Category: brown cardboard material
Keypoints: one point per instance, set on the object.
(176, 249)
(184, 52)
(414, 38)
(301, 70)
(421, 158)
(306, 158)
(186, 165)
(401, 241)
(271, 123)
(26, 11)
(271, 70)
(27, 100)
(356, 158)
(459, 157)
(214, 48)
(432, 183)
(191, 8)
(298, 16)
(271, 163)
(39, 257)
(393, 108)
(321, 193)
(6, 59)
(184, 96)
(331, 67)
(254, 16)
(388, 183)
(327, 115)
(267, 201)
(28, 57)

§

# TASK REQUIREMENTS:
Make an exact copy of the material above.

# EXERCISE RESPONSE:
Category: brown cardboard material
Keypoints: one point per instance, set on the object.
(176, 249)
(184, 52)
(414, 38)
(301, 70)
(421, 158)
(306, 158)
(186, 165)
(401, 241)
(271, 123)
(26, 11)
(271, 70)
(27, 100)
(356, 158)
(459, 157)
(214, 48)
(432, 183)
(191, 8)
(298, 16)
(271, 163)
(39, 257)
(393, 108)
(321, 193)
(6, 59)
(184, 96)
(331, 67)
(254, 16)
(388, 183)
(327, 115)
(267, 201)
(28, 57)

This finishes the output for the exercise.